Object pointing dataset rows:
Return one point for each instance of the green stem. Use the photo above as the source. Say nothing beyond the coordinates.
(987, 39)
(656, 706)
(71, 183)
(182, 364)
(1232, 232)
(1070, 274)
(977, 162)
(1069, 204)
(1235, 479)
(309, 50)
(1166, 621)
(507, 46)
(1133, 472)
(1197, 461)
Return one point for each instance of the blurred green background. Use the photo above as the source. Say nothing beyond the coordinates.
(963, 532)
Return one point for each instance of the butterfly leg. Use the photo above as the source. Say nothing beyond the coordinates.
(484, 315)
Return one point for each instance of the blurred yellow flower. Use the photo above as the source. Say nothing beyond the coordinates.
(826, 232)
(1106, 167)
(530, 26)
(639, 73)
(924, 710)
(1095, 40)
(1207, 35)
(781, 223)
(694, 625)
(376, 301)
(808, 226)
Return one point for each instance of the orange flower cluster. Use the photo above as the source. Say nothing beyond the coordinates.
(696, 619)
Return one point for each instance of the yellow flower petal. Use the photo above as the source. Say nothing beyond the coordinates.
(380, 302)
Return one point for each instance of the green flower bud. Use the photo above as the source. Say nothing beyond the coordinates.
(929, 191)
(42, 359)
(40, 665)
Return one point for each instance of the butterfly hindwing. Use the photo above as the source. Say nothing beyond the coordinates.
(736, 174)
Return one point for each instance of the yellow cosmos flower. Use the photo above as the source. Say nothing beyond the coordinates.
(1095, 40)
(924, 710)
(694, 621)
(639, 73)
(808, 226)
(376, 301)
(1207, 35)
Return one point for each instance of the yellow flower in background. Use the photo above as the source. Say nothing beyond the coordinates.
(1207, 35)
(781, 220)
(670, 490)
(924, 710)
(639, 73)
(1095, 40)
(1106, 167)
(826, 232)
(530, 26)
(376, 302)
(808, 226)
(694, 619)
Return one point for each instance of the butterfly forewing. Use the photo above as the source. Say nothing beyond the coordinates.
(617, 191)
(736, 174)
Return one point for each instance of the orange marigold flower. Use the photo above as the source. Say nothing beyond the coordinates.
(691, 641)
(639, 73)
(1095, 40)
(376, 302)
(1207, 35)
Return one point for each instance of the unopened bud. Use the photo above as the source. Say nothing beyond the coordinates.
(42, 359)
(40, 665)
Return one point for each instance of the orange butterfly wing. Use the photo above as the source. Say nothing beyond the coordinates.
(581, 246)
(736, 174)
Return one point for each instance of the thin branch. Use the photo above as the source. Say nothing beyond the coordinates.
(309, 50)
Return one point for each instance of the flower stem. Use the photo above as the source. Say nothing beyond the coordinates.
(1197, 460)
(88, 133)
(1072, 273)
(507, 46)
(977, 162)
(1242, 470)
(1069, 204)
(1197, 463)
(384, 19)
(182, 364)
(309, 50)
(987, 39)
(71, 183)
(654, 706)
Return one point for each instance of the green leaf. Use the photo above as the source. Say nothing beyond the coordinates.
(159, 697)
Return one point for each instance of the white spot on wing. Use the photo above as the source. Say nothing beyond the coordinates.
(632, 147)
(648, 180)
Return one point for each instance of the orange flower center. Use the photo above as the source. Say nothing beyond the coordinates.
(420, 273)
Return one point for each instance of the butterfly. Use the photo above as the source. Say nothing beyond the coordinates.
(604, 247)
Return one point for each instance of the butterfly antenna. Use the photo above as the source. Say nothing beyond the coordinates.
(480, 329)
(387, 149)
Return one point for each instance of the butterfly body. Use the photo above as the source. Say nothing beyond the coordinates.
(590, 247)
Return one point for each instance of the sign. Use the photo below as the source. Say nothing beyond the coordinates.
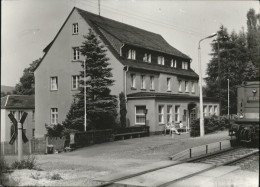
(14, 121)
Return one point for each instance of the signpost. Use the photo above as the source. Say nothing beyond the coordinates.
(18, 131)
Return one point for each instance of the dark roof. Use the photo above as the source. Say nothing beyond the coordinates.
(18, 102)
(159, 95)
(132, 35)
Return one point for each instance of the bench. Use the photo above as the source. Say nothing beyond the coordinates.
(131, 134)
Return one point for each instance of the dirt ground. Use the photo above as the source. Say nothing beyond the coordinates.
(82, 166)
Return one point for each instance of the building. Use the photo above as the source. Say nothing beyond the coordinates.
(152, 74)
(17, 104)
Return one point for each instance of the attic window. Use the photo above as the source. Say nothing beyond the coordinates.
(131, 54)
(75, 28)
(160, 60)
(147, 58)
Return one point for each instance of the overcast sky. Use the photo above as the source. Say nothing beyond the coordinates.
(28, 26)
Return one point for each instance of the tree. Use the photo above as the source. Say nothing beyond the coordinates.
(101, 106)
(235, 65)
(123, 110)
(26, 84)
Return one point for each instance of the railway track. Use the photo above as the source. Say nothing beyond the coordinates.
(212, 161)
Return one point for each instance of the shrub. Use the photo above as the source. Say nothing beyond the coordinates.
(211, 124)
(29, 163)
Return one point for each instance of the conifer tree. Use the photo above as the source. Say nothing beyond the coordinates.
(100, 104)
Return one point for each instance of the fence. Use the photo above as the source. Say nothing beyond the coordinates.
(201, 150)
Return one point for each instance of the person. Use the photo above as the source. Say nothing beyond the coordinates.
(174, 129)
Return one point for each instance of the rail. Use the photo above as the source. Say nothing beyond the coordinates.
(201, 150)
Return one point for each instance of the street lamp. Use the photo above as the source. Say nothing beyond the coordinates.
(228, 100)
(200, 86)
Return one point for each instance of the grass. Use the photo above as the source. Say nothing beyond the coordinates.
(28, 163)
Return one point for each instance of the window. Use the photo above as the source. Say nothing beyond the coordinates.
(177, 113)
(133, 80)
(169, 113)
(204, 110)
(168, 84)
(142, 82)
(210, 110)
(180, 88)
(160, 60)
(184, 65)
(184, 115)
(20, 113)
(75, 28)
(186, 86)
(140, 115)
(75, 82)
(152, 83)
(193, 87)
(54, 116)
(216, 110)
(131, 54)
(160, 112)
(75, 53)
(54, 83)
(147, 58)
(33, 115)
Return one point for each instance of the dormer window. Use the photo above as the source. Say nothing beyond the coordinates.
(160, 60)
(147, 58)
(131, 54)
(75, 28)
(184, 65)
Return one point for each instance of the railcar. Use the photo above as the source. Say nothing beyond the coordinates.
(246, 126)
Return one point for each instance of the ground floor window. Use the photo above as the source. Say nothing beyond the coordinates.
(54, 116)
(169, 113)
(140, 115)
(160, 112)
(177, 113)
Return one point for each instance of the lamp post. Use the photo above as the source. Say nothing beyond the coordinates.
(200, 86)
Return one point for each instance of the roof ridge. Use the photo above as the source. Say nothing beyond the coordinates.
(117, 21)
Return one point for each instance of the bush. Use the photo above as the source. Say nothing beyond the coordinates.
(29, 163)
(211, 124)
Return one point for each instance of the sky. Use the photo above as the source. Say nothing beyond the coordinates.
(28, 26)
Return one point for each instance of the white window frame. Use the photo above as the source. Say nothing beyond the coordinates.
(131, 54)
(160, 60)
(161, 114)
(143, 86)
(54, 83)
(216, 110)
(184, 65)
(75, 82)
(169, 114)
(186, 86)
(75, 28)
(205, 108)
(168, 82)
(177, 113)
(180, 85)
(133, 81)
(193, 87)
(139, 114)
(151, 82)
(54, 116)
(75, 54)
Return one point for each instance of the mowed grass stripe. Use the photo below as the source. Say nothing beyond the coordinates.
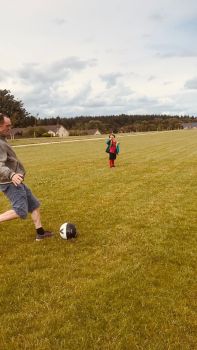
(43, 141)
(129, 280)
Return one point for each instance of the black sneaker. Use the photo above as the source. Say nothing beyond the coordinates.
(47, 234)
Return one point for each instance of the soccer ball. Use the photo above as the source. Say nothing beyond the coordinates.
(68, 230)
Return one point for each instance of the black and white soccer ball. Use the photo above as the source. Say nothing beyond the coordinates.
(68, 230)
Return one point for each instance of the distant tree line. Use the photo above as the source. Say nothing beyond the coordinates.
(105, 124)
(120, 123)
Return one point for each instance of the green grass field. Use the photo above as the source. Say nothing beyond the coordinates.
(128, 282)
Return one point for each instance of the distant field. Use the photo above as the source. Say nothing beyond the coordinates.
(128, 282)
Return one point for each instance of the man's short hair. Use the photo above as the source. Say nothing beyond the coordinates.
(2, 115)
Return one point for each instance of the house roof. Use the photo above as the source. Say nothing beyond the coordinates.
(190, 125)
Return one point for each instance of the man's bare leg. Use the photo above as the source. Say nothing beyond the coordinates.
(36, 218)
(8, 215)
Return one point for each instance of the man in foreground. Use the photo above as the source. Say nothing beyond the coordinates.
(12, 175)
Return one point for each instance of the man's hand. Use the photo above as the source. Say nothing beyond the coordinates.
(17, 179)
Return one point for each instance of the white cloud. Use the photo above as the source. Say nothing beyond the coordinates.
(100, 57)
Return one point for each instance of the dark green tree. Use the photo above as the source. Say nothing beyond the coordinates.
(8, 104)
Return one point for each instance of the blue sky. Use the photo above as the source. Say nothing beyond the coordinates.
(95, 57)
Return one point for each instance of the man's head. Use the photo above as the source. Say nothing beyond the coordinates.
(5, 124)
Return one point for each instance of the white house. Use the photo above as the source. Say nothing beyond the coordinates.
(56, 130)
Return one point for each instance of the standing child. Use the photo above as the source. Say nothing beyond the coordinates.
(112, 149)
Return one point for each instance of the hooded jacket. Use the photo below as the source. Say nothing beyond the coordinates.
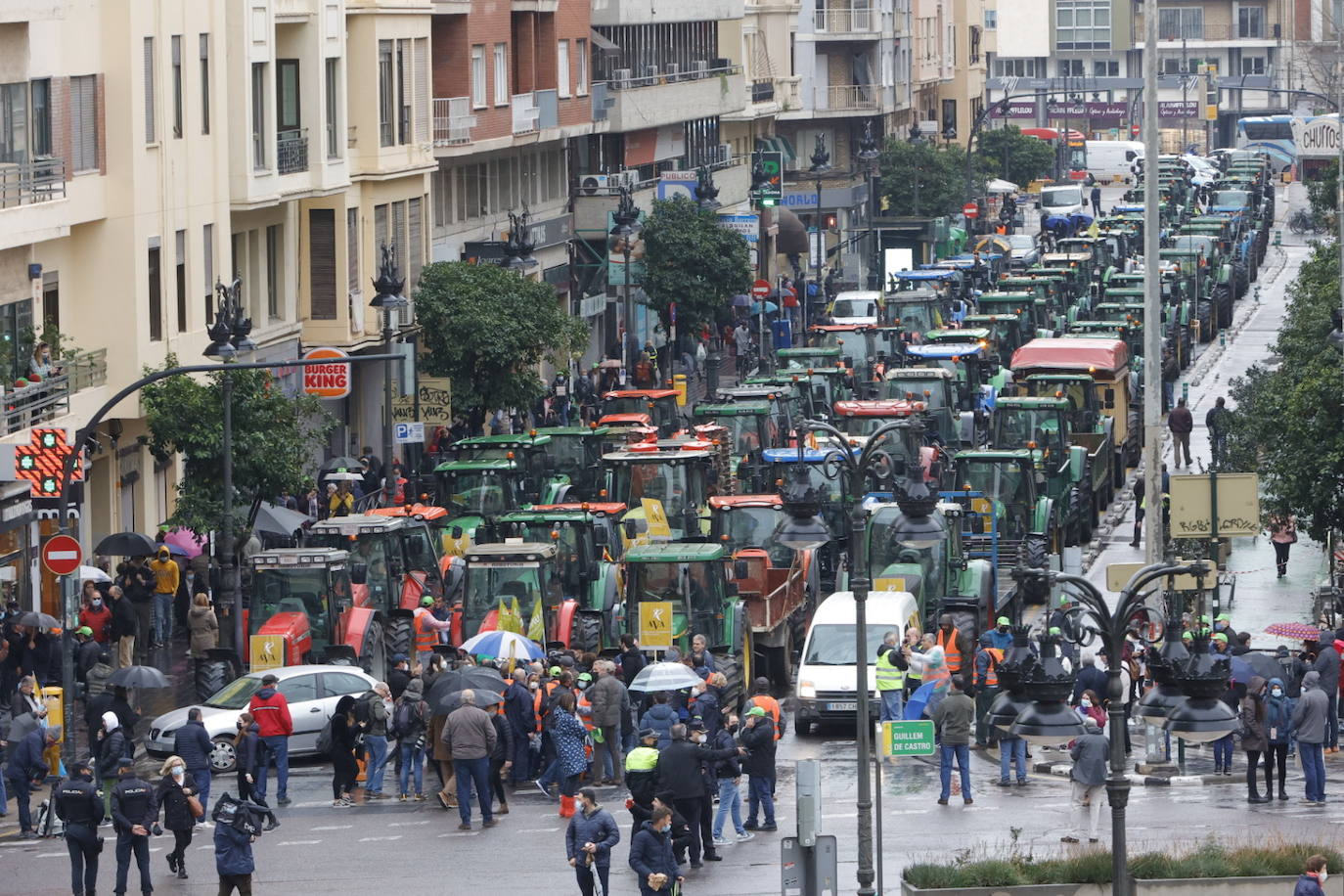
(1312, 711)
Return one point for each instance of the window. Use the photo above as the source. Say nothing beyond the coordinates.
(333, 109)
(1250, 23)
(204, 83)
(273, 261)
(180, 280)
(1176, 23)
(258, 114)
(500, 74)
(478, 76)
(562, 68)
(150, 90)
(386, 93)
(176, 85)
(157, 299)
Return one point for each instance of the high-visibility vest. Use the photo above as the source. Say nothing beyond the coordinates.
(952, 653)
(425, 636)
(890, 677)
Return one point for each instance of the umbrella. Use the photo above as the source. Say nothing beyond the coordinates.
(92, 574)
(279, 520)
(499, 644)
(139, 677)
(1294, 630)
(38, 619)
(125, 544)
(664, 676)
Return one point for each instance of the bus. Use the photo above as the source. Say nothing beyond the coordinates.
(1271, 135)
(1071, 160)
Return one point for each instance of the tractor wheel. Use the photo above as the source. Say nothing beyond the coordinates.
(586, 632)
(211, 676)
(1034, 553)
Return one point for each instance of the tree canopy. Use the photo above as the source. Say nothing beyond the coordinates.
(1286, 424)
(274, 435)
(487, 330)
(691, 261)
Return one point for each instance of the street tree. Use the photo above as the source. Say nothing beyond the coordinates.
(1008, 154)
(274, 438)
(487, 330)
(937, 175)
(694, 262)
(1286, 424)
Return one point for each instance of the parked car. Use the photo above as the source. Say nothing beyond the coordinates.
(312, 694)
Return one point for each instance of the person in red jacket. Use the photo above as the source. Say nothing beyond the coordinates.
(270, 711)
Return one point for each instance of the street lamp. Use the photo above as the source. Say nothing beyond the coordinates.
(804, 529)
(1200, 716)
(388, 298)
(230, 336)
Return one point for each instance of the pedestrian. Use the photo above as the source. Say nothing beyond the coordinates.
(1312, 881)
(79, 808)
(173, 797)
(758, 740)
(1309, 722)
(729, 777)
(1282, 533)
(1182, 424)
(650, 855)
(193, 743)
(1089, 778)
(953, 718)
(247, 749)
(410, 722)
(133, 814)
(1278, 729)
(470, 737)
(589, 841)
(270, 709)
(25, 771)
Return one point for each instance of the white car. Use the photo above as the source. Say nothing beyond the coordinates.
(312, 694)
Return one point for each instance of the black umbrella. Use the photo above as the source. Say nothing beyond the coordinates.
(125, 544)
(139, 677)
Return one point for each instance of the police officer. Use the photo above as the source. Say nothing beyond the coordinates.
(79, 806)
(133, 812)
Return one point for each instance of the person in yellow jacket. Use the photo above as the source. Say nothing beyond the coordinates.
(167, 576)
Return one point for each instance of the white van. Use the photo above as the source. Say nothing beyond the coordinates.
(1113, 160)
(826, 690)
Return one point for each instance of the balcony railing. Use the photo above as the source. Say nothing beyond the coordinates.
(39, 402)
(847, 21)
(35, 180)
(453, 121)
(291, 151)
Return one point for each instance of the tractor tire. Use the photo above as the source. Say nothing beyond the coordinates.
(586, 632)
(1034, 553)
(210, 676)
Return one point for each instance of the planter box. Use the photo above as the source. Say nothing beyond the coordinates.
(1176, 887)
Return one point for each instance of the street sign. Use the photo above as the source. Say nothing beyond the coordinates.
(656, 625)
(409, 432)
(913, 738)
(61, 555)
(326, 381)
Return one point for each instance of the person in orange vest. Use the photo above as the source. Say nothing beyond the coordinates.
(426, 630)
(987, 688)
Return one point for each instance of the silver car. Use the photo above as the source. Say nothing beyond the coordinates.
(312, 694)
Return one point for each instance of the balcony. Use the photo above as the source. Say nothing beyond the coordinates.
(35, 180)
(291, 151)
(847, 23)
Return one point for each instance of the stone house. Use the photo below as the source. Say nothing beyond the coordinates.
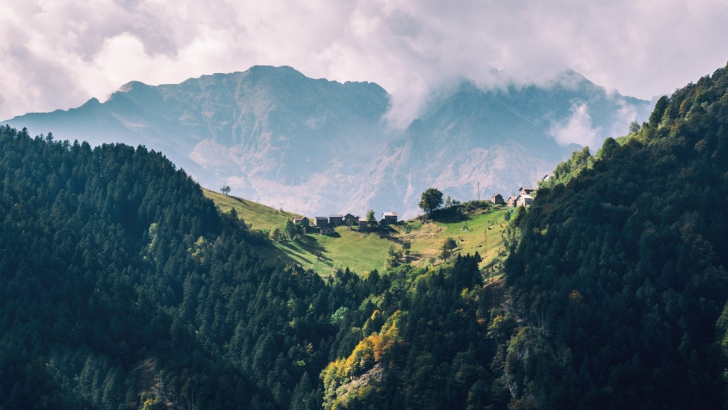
(363, 225)
(524, 200)
(388, 218)
(351, 220)
(526, 191)
(336, 220)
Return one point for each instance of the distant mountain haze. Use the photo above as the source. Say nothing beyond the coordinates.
(314, 146)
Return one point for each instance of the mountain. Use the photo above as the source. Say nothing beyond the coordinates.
(618, 270)
(124, 288)
(499, 138)
(320, 147)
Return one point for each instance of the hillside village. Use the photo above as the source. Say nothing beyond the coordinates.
(324, 225)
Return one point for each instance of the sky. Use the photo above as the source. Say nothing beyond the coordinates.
(56, 54)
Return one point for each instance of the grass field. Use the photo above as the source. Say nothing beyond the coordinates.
(257, 216)
(364, 252)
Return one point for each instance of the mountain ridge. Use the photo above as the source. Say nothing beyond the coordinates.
(319, 146)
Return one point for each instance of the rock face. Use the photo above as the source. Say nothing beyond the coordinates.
(318, 147)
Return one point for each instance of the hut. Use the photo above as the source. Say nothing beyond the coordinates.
(524, 200)
(388, 218)
(336, 220)
(351, 220)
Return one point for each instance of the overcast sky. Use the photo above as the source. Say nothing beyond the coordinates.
(59, 53)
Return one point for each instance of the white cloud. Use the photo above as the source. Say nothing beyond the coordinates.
(577, 129)
(58, 53)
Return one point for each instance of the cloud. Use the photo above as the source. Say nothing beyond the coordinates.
(577, 129)
(57, 54)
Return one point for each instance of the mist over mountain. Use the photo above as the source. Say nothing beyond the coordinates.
(315, 146)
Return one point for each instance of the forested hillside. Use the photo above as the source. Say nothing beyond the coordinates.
(619, 274)
(123, 287)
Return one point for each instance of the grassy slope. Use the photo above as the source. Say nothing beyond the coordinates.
(257, 216)
(364, 252)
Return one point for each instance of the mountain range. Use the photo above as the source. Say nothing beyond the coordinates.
(315, 146)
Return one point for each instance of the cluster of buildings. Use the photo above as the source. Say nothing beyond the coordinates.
(523, 198)
(326, 224)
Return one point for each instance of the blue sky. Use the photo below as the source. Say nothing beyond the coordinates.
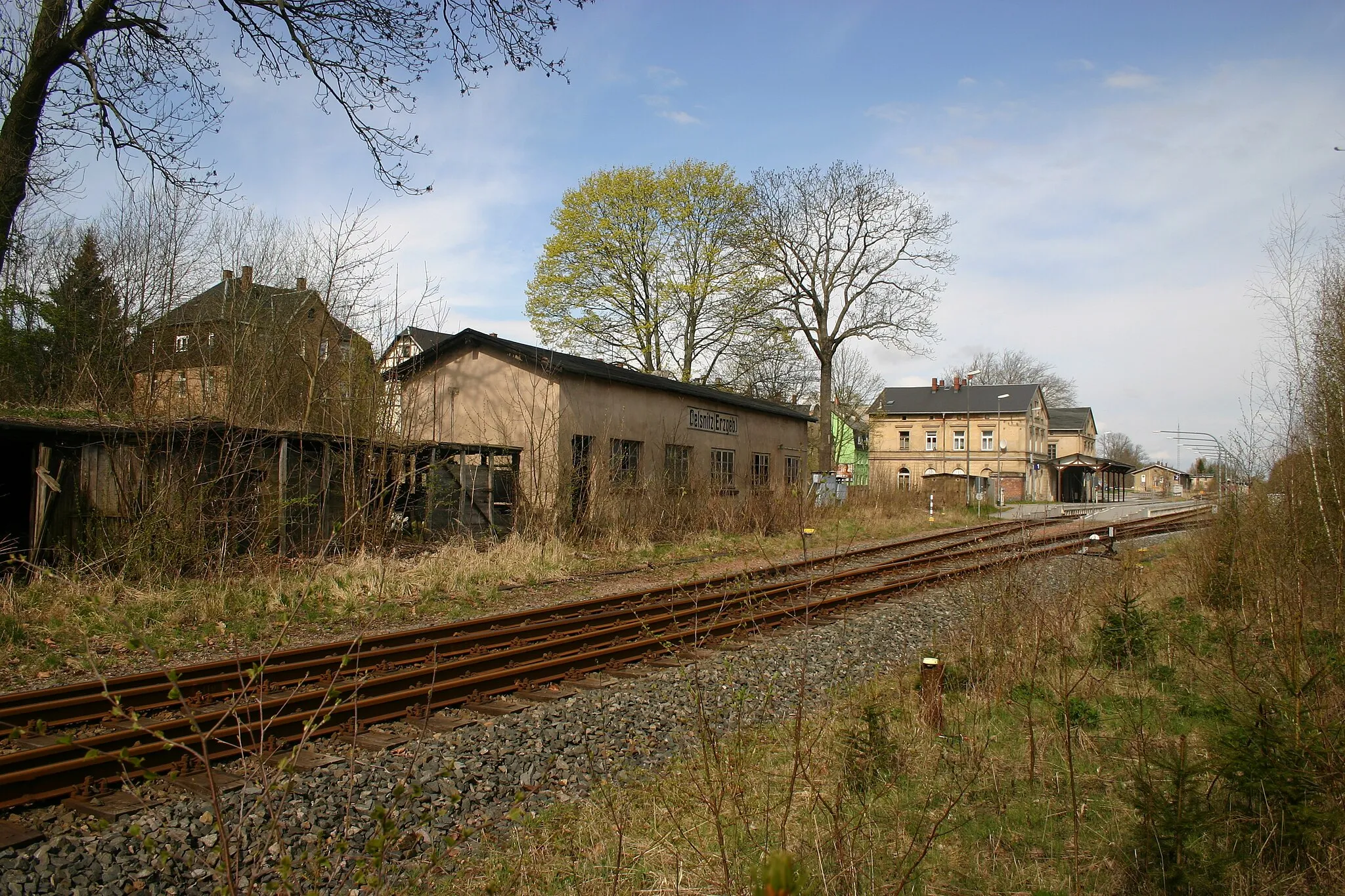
(1113, 168)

> **WHAT YOU ARE ASKED TO DO**
Starting with the line that contains "Return one point for each instance of the man's head." and going on through the line that contains "(1071, 160)", rewrite those records with "image" substituted for every "photo" and nothing else changed, leaving out the pictures.

> **OUTPUT BELOW**
Return one point for each instance of the man's head. Use the image above as the source. Say nothing beyond the coordinates.
(5, 124)
Return one point for each instance of the white house. Use the image above as the source. Say nothing beyond the coordinates.
(56, 130)
Return one point for each instance of the standing child. Use the image above as the source. Say nothing beyond the coordinates.
(112, 149)
Return one point for each instance of the hooded jacket. Use the image below as the source. Say nothing beyond the coordinates.
(1312, 711)
Return one point for each instance of the window. Use the image above as the source. Say nothing beyond the coordinates.
(333, 109)
(1250, 23)
(204, 83)
(273, 261)
(180, 280)
(1176, 23)
(258, 114)
(500, 74)
(478, 76)
(562, 68)
(150, 90)
(386, 93)
(176, 85)
(157, 299)
Return one point for each instance of the high-visibility vest. Use the image above as the source. Say nothing beyond the coordinates.
(952, 653)
(425, 636)
(890, 677)
Return one point for each instance of the umbrella. Use the image above as the source. Say nothing beyond the coordinates.
(92, 574)
(279, 520)
(499, 644)
(139, 677)
(1294, 630)
(38, 619)
(125, 544)
(664, 676)
Return one point for each instance of the bus. Use the image above as the source. Say nothing beyond the coordinates.
(1271, 135)
(1071, 160)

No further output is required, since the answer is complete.